What this task involves ▸ Update the entries from the line with "Every <instance> is" to the line with "1092L708 1159L672 1173L651" by changing "rough mask" to "coarse mask" wherever it occurs. Return only those lines, with nothing else altered.
##### Task material
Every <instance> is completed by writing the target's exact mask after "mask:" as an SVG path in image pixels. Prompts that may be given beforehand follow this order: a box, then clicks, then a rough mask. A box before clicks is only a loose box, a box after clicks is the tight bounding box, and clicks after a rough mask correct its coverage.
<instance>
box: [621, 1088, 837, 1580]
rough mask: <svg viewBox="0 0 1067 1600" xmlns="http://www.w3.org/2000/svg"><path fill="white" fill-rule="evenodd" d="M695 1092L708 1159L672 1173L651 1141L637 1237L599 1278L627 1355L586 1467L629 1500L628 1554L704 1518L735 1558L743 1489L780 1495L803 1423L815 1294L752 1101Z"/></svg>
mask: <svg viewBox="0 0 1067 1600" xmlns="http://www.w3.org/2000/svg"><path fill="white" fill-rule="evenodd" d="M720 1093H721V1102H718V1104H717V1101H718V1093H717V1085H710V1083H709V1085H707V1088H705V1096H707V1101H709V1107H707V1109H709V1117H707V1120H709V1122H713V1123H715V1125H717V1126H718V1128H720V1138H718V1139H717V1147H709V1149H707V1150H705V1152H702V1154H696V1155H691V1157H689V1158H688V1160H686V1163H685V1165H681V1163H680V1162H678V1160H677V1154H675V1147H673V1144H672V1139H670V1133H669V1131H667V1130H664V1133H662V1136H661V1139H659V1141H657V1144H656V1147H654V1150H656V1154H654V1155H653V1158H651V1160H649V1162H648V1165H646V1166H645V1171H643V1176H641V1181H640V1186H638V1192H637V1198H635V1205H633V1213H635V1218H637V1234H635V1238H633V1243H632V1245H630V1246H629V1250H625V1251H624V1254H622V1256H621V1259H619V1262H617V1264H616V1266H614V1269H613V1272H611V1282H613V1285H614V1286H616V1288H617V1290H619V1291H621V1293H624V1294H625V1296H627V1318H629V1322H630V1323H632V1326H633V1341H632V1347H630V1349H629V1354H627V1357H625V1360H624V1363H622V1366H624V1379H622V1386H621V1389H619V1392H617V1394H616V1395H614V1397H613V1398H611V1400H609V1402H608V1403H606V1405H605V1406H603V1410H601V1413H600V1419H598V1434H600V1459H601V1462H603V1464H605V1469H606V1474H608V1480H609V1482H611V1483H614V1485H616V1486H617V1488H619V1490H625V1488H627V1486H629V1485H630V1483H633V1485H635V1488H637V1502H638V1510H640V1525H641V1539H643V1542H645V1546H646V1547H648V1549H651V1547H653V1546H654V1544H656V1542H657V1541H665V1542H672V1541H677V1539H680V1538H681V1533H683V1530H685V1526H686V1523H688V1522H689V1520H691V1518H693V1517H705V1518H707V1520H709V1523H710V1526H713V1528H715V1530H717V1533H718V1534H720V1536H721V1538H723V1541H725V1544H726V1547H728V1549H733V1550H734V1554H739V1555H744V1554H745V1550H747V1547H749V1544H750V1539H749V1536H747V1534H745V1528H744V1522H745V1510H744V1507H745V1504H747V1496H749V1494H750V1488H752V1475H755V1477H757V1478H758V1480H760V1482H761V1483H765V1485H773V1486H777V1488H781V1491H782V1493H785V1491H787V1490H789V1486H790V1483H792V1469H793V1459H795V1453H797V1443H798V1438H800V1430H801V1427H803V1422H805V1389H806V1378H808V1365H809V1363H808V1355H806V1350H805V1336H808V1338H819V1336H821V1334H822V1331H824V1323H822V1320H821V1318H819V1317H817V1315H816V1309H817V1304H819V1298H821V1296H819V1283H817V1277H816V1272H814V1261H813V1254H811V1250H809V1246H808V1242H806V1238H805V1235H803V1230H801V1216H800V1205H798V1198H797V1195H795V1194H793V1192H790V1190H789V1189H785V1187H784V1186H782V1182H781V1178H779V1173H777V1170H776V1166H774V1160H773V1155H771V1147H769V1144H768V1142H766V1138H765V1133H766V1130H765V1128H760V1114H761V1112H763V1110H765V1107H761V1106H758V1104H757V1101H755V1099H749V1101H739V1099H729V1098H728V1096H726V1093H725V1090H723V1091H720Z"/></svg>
##########
##### Task material
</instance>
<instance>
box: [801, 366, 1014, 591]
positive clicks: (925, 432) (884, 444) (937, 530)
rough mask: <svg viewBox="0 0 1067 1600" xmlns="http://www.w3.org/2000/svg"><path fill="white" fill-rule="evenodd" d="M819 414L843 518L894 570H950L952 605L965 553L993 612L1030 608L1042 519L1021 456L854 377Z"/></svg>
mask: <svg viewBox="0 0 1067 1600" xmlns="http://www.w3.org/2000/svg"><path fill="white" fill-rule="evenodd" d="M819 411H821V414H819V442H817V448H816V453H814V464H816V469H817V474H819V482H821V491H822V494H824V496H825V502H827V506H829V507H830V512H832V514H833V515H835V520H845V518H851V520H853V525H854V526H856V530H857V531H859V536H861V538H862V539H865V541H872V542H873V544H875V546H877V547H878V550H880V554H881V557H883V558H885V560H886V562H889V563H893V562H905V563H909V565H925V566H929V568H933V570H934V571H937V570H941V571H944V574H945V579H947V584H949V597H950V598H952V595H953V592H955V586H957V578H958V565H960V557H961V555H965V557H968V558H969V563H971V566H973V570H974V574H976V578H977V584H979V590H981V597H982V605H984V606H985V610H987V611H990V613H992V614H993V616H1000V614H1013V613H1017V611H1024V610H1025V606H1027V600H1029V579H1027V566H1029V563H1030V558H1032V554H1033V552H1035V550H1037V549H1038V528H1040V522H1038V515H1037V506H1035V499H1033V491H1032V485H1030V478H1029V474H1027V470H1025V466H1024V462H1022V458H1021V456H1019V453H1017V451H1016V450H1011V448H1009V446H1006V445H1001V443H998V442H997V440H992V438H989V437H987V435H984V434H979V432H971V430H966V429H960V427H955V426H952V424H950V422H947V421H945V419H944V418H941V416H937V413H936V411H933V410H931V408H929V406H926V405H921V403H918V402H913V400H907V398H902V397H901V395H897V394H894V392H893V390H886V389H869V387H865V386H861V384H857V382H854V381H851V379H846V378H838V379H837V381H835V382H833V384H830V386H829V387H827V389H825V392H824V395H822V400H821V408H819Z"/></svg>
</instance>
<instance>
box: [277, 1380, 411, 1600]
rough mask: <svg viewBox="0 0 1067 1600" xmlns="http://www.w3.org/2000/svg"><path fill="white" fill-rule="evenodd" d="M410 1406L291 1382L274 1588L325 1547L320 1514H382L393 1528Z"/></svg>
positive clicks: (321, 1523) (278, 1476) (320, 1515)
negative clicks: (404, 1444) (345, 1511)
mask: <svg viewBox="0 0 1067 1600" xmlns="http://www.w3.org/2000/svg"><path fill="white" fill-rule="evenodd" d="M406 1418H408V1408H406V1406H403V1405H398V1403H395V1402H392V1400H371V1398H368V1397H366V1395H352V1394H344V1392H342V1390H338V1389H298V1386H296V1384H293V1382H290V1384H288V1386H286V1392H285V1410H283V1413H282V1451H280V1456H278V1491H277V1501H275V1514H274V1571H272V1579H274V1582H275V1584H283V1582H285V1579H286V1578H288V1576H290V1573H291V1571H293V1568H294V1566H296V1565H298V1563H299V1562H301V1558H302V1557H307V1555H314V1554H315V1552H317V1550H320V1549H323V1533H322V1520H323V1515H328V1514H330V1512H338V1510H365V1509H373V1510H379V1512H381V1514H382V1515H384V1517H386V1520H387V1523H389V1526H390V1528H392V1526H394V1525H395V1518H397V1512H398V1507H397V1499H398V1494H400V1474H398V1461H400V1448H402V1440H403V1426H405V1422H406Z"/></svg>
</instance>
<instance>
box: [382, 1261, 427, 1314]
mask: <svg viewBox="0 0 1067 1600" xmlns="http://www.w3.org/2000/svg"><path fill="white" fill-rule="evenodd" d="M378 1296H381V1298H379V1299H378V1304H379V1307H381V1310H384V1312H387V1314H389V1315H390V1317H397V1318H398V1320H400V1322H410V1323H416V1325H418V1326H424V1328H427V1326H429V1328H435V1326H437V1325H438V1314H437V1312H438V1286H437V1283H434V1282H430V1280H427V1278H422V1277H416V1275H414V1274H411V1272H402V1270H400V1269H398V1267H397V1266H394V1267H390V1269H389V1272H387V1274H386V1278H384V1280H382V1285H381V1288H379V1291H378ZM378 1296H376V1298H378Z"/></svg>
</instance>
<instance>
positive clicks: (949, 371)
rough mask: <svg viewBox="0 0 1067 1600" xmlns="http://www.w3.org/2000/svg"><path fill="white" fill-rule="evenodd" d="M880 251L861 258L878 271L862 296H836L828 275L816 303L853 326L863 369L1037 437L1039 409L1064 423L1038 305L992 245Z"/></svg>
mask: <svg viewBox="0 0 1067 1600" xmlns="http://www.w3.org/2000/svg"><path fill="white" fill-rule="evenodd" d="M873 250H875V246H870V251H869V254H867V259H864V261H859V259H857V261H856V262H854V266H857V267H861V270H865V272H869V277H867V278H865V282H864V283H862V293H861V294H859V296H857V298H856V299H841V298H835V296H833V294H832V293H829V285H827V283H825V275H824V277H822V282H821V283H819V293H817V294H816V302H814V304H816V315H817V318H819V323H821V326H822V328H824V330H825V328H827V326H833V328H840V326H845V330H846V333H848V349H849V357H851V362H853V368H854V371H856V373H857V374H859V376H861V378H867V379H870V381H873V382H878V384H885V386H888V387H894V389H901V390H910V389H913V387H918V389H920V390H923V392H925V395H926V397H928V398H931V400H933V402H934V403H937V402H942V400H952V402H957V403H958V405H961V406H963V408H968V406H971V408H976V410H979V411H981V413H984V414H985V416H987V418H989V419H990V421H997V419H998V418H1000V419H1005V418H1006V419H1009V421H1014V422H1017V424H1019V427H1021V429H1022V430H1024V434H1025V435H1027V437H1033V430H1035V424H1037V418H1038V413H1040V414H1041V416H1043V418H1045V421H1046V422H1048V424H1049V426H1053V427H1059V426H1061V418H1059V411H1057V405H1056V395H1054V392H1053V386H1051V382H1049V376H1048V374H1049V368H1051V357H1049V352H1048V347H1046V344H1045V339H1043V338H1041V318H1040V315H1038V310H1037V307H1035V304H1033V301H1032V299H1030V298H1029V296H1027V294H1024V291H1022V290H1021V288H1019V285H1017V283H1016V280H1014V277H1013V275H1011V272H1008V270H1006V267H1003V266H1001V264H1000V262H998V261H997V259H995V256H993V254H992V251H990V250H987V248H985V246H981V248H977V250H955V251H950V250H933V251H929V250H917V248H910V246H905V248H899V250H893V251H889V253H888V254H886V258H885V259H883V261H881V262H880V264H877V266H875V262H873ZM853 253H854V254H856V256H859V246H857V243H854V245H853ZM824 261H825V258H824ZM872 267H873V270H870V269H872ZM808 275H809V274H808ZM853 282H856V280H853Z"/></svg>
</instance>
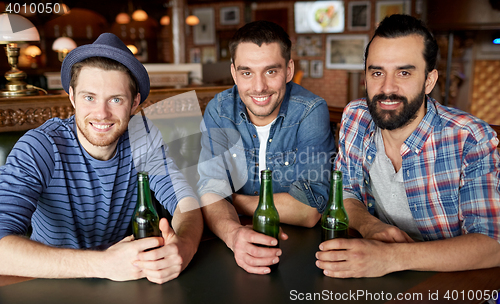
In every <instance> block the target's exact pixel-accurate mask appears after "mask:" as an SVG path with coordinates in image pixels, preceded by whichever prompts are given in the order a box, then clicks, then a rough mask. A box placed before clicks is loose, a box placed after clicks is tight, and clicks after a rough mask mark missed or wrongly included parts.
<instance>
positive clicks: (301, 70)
##########
Your solution ▸
Every <instance> is completed by writing the target's exact mask after "mask:" as an SVG path in image pixels. Prompts that may be given beforehand follow this order: a box, then clicks, then a coarse mask. A box before clicks is only a loose box, a box after clicks is the tight bounding box, and clicks after a coarse mask correct its coverage.
<instance>
box: [621, 1088, 837, 1580]
coarse mask: <svg viewBox="0 0 1067 1600" xmlns="http://www.w3.org/2000/svg"><path fill="white" fill-rule="evenodd" d="M695 1092L708 1159L672 1173L651 1141L637 1237L599 1278L627 1355L586 1467L629 1500L628 1554L704 1518L735 1558L743 1489L780 1495L803 1423L815 1294L752 1101Z"/></svg>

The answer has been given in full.